<<<<
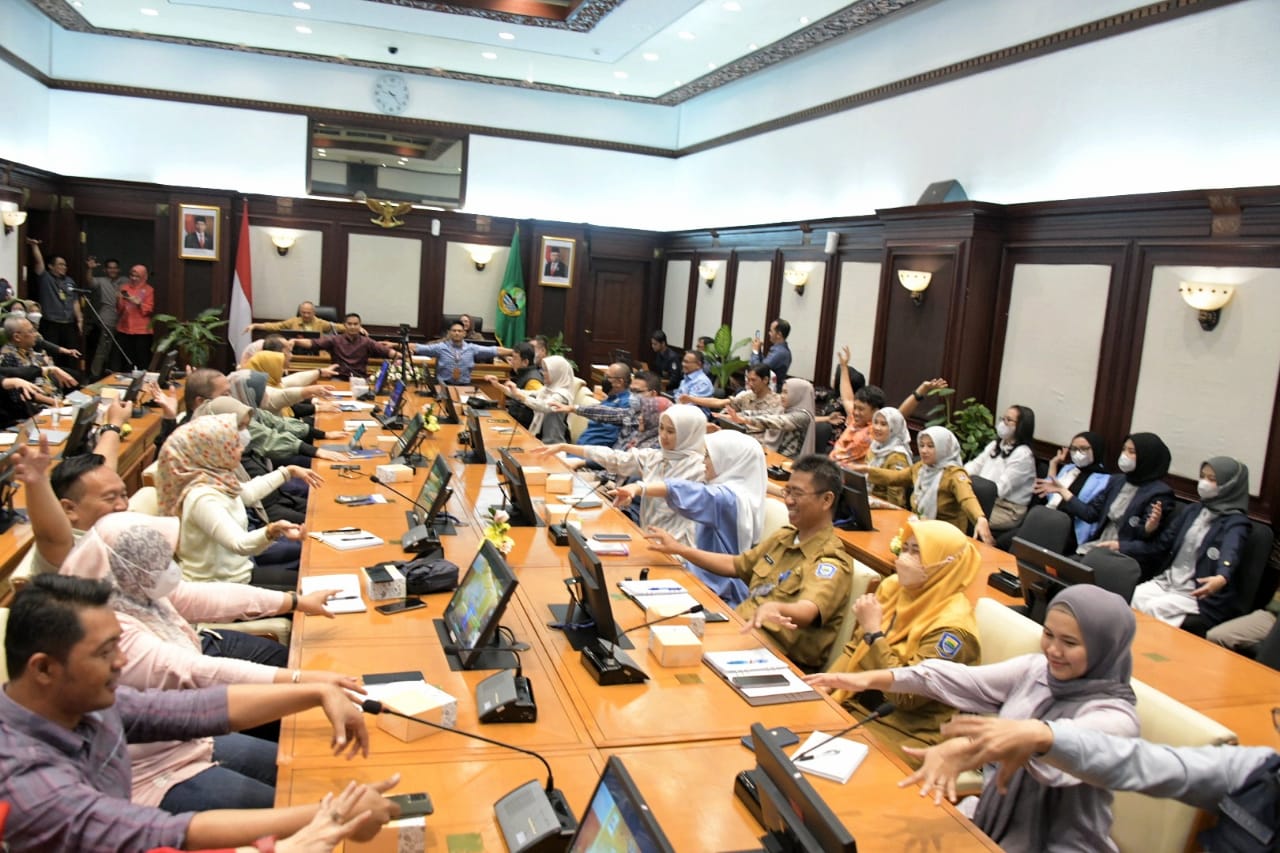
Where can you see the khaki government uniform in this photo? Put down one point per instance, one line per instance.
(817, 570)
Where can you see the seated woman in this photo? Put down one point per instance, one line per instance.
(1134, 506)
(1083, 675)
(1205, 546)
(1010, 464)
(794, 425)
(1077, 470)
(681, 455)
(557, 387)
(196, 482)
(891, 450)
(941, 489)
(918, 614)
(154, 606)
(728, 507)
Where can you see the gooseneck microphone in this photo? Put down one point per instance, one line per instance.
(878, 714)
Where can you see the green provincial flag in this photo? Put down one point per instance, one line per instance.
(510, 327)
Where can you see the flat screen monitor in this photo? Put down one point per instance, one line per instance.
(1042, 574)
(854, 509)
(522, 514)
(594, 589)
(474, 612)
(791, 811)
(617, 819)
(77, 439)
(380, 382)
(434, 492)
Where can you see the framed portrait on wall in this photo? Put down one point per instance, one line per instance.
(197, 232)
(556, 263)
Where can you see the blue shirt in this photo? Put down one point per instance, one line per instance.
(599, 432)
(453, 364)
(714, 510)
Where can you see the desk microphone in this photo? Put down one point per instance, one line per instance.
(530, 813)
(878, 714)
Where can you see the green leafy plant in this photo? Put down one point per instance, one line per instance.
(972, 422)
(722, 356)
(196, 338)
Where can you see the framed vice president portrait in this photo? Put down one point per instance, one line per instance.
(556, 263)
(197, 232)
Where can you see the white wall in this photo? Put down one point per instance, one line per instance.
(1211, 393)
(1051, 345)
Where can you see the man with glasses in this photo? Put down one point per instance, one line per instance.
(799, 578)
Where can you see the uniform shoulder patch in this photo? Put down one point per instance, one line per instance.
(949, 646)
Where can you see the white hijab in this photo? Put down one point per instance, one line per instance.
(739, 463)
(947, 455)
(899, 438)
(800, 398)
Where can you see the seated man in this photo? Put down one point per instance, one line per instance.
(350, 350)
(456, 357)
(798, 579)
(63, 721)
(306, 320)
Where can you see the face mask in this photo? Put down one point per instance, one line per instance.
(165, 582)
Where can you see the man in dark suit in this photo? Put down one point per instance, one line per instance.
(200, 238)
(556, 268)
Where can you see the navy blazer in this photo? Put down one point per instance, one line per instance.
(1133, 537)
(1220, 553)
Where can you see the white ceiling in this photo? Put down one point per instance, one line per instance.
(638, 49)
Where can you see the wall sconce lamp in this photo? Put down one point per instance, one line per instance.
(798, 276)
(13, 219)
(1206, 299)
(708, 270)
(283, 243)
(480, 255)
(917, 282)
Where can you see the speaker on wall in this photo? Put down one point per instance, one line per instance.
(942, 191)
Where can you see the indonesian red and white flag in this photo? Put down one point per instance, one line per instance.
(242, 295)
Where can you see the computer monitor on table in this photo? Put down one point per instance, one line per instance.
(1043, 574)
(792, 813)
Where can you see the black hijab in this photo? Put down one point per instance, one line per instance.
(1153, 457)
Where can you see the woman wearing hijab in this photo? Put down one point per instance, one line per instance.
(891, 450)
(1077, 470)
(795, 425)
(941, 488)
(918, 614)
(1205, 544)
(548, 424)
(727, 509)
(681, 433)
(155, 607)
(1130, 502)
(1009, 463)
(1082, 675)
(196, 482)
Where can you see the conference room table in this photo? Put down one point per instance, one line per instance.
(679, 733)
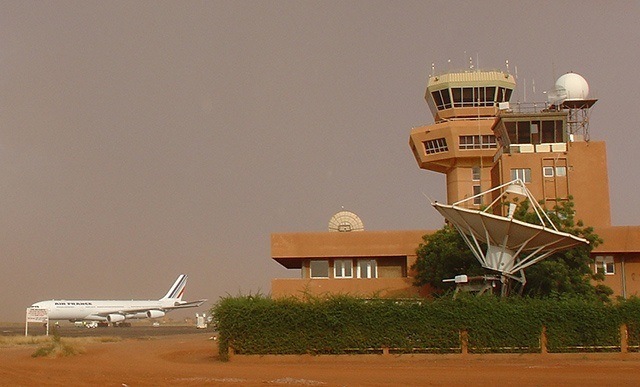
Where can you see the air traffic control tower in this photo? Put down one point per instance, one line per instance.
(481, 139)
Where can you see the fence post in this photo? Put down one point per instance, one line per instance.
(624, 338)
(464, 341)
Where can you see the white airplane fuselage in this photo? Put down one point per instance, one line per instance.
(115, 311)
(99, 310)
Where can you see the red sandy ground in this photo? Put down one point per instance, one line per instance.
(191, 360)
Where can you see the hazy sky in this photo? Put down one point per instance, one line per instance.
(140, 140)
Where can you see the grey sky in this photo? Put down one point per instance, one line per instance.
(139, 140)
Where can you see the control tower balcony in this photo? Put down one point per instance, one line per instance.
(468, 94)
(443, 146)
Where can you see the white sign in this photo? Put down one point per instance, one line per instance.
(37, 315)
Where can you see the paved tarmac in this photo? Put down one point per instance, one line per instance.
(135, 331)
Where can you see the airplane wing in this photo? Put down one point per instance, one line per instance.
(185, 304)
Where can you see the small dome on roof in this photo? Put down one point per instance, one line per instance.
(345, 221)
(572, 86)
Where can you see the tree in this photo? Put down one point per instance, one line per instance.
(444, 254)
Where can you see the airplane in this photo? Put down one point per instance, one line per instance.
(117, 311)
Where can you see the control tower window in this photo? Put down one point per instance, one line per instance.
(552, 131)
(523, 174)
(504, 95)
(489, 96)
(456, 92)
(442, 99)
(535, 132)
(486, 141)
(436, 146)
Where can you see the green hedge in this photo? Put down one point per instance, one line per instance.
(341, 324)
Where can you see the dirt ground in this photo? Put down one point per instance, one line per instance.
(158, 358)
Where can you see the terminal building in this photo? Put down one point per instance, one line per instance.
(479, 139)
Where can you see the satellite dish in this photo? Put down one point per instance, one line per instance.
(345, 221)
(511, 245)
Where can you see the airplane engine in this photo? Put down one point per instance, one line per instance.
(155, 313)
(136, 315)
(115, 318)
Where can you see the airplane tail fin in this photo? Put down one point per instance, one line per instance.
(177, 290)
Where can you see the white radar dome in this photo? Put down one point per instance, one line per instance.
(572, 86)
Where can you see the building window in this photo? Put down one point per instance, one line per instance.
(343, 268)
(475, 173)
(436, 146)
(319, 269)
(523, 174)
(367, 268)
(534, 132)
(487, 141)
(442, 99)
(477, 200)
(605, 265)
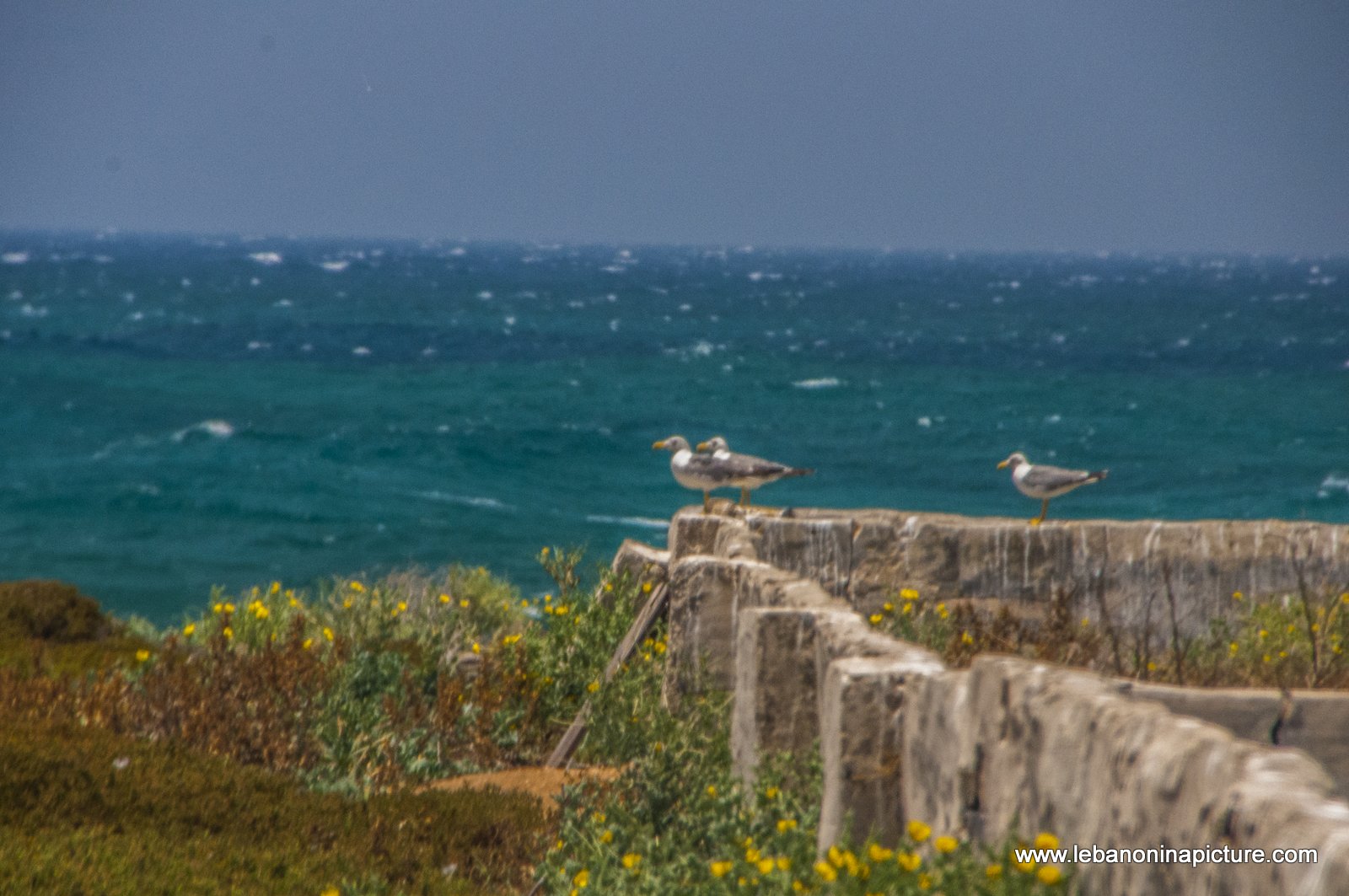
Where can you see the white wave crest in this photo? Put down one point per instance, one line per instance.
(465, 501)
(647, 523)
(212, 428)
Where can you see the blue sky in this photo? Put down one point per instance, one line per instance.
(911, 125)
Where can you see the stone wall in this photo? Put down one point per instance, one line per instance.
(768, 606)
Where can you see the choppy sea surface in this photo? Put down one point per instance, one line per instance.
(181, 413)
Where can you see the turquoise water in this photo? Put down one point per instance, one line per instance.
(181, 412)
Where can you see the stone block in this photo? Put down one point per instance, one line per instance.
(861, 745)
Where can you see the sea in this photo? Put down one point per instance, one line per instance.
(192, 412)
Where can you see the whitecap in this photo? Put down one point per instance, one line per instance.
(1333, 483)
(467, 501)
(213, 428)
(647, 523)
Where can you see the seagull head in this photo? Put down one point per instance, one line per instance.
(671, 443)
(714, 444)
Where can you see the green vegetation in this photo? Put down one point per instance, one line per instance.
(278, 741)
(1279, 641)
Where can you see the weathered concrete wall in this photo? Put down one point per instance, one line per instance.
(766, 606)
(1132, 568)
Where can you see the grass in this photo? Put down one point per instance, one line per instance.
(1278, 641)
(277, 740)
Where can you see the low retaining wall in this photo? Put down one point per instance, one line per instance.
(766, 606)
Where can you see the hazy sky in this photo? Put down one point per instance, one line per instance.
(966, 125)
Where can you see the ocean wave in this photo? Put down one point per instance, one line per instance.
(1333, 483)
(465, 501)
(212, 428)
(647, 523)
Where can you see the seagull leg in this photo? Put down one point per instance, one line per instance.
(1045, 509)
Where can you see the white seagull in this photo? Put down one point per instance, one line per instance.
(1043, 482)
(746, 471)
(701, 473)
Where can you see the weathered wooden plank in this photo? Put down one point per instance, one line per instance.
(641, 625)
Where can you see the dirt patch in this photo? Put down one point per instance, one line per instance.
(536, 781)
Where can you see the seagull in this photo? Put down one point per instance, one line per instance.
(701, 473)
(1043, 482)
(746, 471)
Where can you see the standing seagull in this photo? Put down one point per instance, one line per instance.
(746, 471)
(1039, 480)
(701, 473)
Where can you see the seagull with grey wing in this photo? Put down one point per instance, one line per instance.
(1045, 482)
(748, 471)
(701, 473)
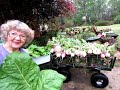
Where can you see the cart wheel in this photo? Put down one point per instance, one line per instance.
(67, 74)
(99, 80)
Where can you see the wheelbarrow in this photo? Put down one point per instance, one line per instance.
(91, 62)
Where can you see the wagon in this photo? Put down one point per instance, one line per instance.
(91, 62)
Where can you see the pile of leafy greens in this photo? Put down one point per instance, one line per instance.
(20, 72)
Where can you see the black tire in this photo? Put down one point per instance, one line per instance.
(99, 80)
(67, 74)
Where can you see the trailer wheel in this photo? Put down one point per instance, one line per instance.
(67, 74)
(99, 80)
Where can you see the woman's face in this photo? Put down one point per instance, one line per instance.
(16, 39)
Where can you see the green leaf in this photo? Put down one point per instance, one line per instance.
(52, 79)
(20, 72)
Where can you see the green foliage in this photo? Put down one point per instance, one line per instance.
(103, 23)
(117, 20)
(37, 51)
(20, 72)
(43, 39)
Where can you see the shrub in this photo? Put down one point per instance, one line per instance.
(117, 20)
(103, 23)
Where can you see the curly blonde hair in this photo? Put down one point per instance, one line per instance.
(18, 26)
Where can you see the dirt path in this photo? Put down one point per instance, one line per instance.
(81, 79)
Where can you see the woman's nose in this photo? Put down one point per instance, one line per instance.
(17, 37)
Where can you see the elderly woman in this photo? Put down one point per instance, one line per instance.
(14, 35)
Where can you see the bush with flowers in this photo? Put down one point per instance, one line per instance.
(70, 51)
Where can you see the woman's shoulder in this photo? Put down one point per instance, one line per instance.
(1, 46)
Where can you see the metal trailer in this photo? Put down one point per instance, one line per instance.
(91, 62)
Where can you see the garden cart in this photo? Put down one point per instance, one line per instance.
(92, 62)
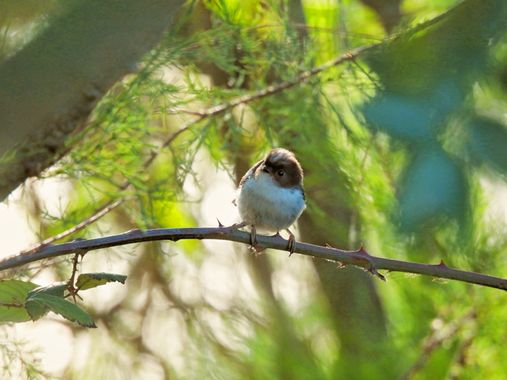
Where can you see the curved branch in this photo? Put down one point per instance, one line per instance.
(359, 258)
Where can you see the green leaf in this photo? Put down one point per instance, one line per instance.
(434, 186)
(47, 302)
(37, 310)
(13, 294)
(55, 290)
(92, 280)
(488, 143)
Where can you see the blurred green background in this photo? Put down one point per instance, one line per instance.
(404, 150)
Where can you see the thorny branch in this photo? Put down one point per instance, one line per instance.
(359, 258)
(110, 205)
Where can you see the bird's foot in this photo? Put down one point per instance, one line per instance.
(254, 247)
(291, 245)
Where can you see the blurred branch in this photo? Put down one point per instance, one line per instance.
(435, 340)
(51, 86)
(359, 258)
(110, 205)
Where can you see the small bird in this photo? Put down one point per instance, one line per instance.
>>>>
### Written request
Could you copy out, word for word, the lines above, from the line containing "Where can you see the blue sky" through the line containing "(1279, 641)", including both of those lines and nothing else?

### Answer to the problem
Where can you see the blue sky in this photo? Put down one point per instance, one line per instance.
(911, 125)
Where can you see the stone wall in this photo? Put down one point per instance, one line per instance.
(768, 606)
Where can you see the choppy sea surface in this photo? Put down one point per instance, one line per instance.
(181, 413)
Where can you see the turquoise water in this photo? Put down one point per instance, one line per instance.
(181, 412)
Where can you see the stone block in this photo? Put down one point per instance, one line per instance.
(861, 745)
Where can you see the sea in this photo? Put down one point per instance, one line per instance.
(192, 412)
Where can you see the whitecap in this photo? Put down one point per instance, one line per instance.
(1333, 483)
(467, 501)
(213, 428)
(647, 523)
Where can you see the seagull head in this photo? Put down one point per instance, one line per instance.
(671, 443)
(714, 444)
Where can you see the green vegetation in this photo? Put down one point per instance, one line per instance.
(278, 741)
(1279, 641)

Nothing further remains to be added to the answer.